## [EXERCISE GOAL]
Please take the records that follow and repeat exactly the lines starting with the line with "Query: green leaf" and going on through the line with "Query: orange stripe".

## [AVAILABLE RECORDS]
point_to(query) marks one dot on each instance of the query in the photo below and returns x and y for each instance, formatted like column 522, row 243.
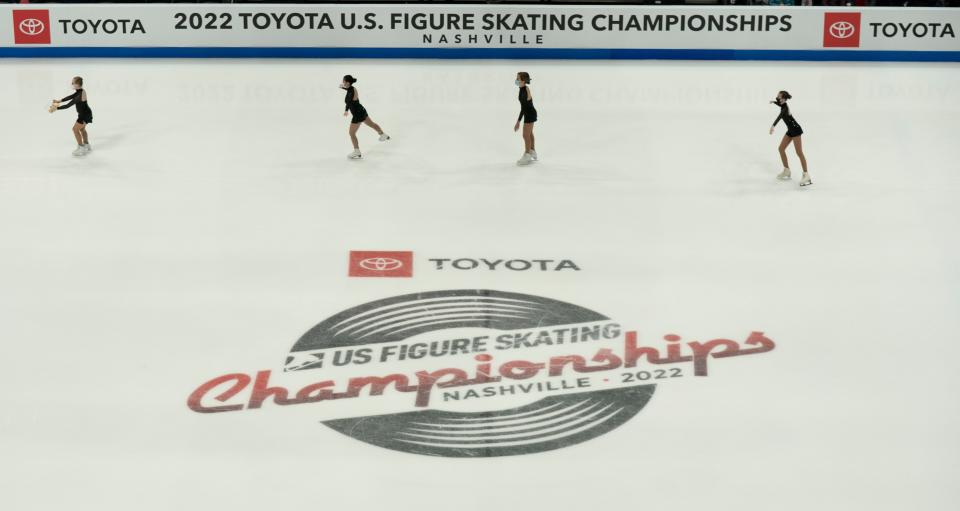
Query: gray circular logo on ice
column 548, row 423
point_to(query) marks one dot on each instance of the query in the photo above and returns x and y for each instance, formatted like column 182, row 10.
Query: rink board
column 481, row 32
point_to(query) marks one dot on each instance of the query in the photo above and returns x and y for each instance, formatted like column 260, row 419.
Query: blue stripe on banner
column 478, row 53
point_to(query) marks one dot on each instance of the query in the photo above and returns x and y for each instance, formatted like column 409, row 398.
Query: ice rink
column 212, row 224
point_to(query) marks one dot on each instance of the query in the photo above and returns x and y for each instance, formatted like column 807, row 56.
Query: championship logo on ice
column 469, row 373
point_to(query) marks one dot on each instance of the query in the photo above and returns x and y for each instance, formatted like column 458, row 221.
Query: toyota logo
column 381, row 264
column 31, row 26
column 842, row 29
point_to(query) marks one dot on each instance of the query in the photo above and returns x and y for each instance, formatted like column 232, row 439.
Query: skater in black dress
column 528, row 114
column 794, row 134
column 354, row 108
column 84, row 115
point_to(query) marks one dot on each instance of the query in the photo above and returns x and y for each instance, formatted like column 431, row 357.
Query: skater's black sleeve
column 73, row 98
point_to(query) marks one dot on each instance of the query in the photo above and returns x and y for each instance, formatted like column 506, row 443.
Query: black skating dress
column 793, row 128
column 528, row 113
column 356, row 109
column 84, row 114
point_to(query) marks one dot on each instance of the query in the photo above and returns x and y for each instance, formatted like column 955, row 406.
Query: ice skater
column 359, row 116
column 84, row 115
column 528, row 114
column 794, row 134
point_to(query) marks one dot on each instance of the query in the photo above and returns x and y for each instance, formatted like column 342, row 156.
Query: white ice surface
column 210, row 229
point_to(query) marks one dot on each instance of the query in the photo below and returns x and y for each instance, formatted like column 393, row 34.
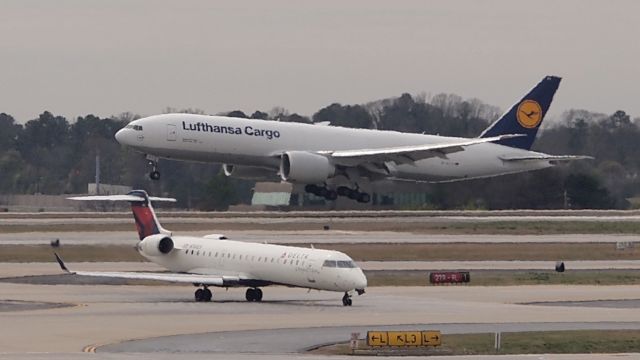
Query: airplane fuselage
column 255, row 264
column 260, row 143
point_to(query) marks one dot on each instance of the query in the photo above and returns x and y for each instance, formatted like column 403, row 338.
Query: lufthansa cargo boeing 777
column 336, row 161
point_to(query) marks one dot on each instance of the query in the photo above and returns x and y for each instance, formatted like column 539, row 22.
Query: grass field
column 548, row 342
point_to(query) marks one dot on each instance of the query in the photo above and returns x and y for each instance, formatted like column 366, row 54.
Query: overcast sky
column 106, row 57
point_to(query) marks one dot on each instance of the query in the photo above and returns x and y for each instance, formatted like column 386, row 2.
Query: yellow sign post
column 404, row 338
column 377, row 338
column 431, row 338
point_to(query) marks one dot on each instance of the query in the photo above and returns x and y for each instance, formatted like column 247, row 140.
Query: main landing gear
column 153, row 161
column 203, row 295
column 253, row 294
column 346, row 299
column 329, row 194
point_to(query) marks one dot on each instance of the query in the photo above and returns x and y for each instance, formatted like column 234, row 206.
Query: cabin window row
column 339, row 263
column 241, row 257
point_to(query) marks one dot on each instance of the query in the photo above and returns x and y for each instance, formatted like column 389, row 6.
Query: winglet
column 61, row 263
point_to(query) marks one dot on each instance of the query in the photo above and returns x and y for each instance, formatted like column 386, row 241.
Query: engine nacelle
column 249, row 172
column 304, row 167
column 156, row 245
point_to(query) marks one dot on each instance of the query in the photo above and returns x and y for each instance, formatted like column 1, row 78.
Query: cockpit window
column 346, row 264
column 329, row 263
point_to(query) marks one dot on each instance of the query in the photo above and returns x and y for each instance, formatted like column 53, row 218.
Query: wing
column 213, row 280
column 407, row 154
column 119, row 198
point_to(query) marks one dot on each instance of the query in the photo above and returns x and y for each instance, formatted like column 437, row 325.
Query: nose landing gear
column 203, row 295
column 329, row 194
column 354, row 194
column 346, row 299
column 254, row 294
column 153, row 161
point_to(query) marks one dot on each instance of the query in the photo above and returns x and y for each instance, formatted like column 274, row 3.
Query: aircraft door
column 171, row 132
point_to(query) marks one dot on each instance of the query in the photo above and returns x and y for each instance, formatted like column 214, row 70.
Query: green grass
column 544, row 342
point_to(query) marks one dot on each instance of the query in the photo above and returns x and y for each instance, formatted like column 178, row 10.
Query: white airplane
column 335, row 161
column 215, row 261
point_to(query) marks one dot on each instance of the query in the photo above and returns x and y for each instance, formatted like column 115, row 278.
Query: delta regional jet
column 336, row 161
column 214, row 260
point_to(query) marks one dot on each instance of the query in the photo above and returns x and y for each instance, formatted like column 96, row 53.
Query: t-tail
column 146, row 220
column 525, row 117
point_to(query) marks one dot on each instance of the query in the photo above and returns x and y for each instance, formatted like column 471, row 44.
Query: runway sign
column 404, row 338
column 377, row 338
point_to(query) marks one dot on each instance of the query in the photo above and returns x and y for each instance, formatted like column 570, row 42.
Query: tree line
column 52, row 155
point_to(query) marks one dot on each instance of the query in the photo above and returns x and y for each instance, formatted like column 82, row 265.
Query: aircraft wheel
column 207, row 295
column 346, row 300
column 331, row 195
column 343, row 191
column 250, row 295
column 364, row 197
column 199, row 295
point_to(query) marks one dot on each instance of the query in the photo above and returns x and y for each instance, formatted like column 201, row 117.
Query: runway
column 306, row 237
column 104, row 315
column 51, row 268
column 136, row 322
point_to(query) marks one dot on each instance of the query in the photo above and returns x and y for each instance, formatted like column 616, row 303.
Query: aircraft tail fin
column 525, row 117
column 146, row 220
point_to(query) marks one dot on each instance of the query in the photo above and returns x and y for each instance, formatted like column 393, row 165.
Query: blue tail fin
column 525, row 116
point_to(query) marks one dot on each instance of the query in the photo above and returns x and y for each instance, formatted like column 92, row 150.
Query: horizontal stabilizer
column 119, row 198
column 556, row 158
column 411, row 152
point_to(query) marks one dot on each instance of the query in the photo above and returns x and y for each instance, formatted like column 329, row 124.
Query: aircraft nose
column 120, row 136
column 361, row 281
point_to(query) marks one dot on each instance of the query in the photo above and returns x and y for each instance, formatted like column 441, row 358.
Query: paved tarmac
column 306, row 237
column 10, row 270
column 104, row 315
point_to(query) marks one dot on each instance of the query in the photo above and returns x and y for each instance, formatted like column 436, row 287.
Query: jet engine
column 249, row 172
column 304, row 167
column 156, row 245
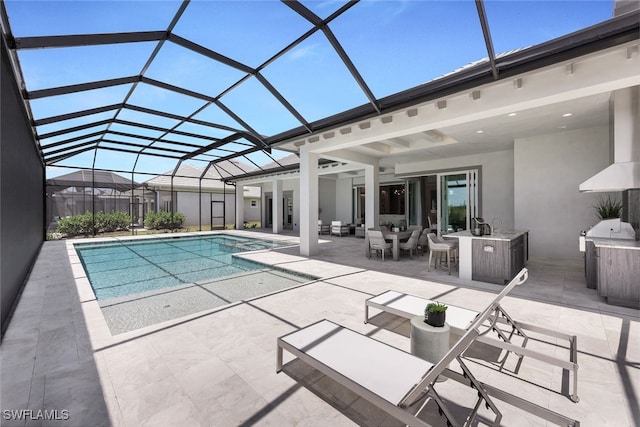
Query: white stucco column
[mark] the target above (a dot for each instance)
(371, 195)
(239, 206)
(277, 207)
(308, 202)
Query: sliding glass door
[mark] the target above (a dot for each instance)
(458, 196)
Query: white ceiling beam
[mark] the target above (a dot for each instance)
(593, 74)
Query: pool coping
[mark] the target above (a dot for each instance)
(99, 332)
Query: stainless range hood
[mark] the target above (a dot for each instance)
(617, 177)
(624, 173)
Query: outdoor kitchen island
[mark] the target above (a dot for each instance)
(493, 258)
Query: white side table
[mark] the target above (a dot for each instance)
(428, 342)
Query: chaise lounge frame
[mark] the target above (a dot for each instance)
(459, 319)
(353, 359)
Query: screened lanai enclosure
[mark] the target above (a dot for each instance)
(141, 87)
(95, 191)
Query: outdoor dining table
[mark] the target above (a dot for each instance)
(394, 236)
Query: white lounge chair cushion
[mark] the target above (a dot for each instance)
(384, 370)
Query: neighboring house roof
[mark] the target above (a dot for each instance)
(187, 177)
(85, 178)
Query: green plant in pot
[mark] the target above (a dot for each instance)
(435, 314)
(608, 208)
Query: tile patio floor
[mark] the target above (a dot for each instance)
(218, 368)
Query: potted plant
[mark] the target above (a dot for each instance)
(435, 314)
(608, 208)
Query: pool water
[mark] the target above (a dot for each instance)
(143, 282)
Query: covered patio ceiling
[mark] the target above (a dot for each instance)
(144, 86)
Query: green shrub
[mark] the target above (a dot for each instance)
(109, 222)
(84, 224)
(608, 208)
(163, 220)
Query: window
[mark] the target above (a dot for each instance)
(392, 199)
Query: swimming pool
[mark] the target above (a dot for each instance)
(138, 283)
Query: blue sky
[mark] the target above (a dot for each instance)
(395, 45)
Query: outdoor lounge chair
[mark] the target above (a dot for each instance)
(394, 380)
(459, 320)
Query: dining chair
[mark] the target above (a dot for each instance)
(377, 242)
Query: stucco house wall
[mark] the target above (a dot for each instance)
(549, 169)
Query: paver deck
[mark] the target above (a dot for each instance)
(217, 368)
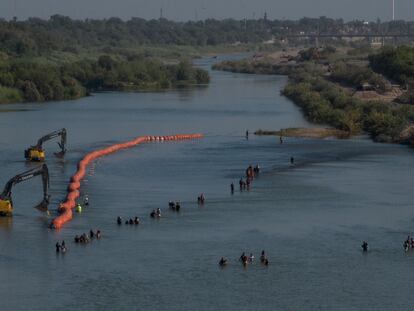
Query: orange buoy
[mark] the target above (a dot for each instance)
(65, 208)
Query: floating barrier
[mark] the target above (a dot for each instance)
(65, 208)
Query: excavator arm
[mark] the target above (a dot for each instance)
(36, 153)
(6, 202)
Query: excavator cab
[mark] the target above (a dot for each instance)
(6, 207)
(6, 203)
(37, 154)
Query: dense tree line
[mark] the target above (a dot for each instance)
(357, 76)
(22, 80)
(326, 103)
(395, 63)
(36, 36)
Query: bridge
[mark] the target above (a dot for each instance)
(372, 36)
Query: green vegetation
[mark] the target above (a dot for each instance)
(395, 63)
(305, 132)
(359, 77)
(32, 81)
(251, 67)
(316, 80)
(326, 103)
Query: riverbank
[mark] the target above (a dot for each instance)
(32, 81)
(315, 133)
(328, 86)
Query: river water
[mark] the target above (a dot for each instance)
(310, 219)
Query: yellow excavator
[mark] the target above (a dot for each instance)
(6, 202)
(37, 154)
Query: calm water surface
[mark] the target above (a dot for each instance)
(310, 219)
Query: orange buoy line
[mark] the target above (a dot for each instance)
(65, 208)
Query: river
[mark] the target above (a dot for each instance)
(310, 219)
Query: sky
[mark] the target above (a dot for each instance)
(181, 10)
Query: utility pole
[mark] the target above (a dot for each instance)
(393, 10)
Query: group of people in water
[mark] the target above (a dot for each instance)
(156, 213)
(251, 173)
(61, 247)
(131, 221)
(245, 260)
(86, 238)
(85, 203)
(408, 244)
(174, 206)
(201, 199)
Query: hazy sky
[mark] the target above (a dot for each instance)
(200, 9)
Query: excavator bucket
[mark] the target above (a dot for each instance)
(43, 206)
(59, 154)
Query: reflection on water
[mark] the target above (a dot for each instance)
(6, 223)
(310, 219)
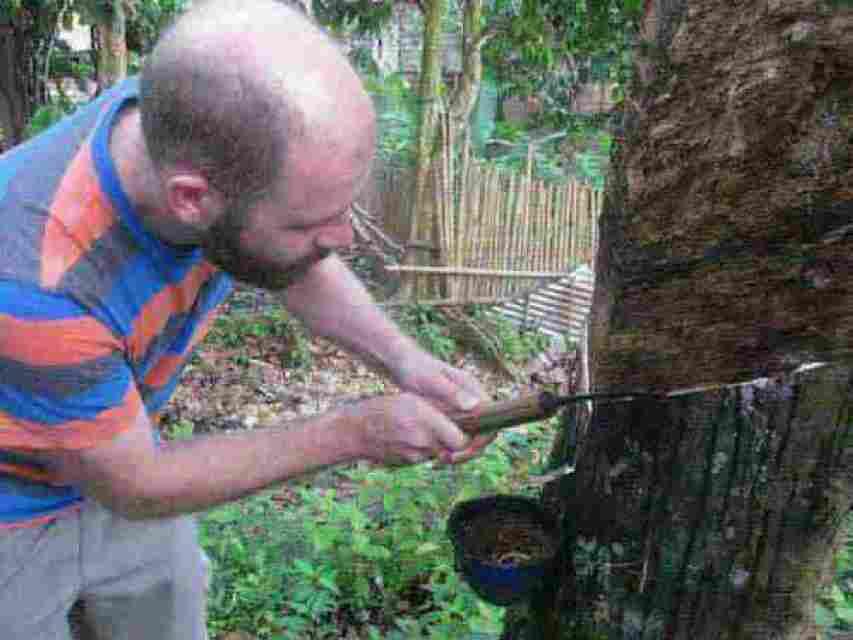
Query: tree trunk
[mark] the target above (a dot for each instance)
(473, 38)
(422, 224)
(112, 51)
(725, 255)
(12, 101)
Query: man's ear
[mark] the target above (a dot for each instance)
(193, 201)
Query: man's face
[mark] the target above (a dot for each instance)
(274, 241)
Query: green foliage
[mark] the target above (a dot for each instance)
(397, 117)
(835, 606)
(519, 345)
(429, 327)
(240, 330)
(249, 544)
(48, 115)
(366, 559)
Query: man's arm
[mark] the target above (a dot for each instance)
(136, 479)
(332, 302)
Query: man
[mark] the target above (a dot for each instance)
(238, 151)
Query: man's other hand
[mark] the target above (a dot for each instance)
(448, 388)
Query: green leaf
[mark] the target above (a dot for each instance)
(427, 547)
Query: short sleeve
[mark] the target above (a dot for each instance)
(65, 382)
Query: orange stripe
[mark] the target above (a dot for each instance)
(46, 343)
(79, 215)
(29, 473)
(24, 436)
(162, 373)
(178, 298)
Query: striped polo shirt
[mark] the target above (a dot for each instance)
(97, 316)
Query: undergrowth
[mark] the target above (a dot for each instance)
(365, 558)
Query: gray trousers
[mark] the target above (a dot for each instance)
(143, 580)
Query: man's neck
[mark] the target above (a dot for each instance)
(140, 181)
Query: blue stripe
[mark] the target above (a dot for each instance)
(111, 185)
(135, 284)
(28, 302)
(22, 500)
(51, 411)
(156, 399)
(220, 287)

## [OUTPUT FOR THIS TASK]
Query: green leaf
[mark] the target above (a dot for each instance)
(427, 547)
Query: short sleeve
[mark] the target above (a dot for each instance)
(65, 382)
Query: orange stripe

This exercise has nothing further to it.